++++ RECORDS PROVIDED

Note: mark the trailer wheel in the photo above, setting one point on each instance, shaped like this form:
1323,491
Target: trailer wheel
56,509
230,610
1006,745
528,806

++++++++

Copy the lines above without changing anything in them.

Note: mark the trailer wheel in the photo above, setting one point on each instance, shaped like this form:
1323,491
Target: trailer wheel
56,509
230,610
1006,745
528,806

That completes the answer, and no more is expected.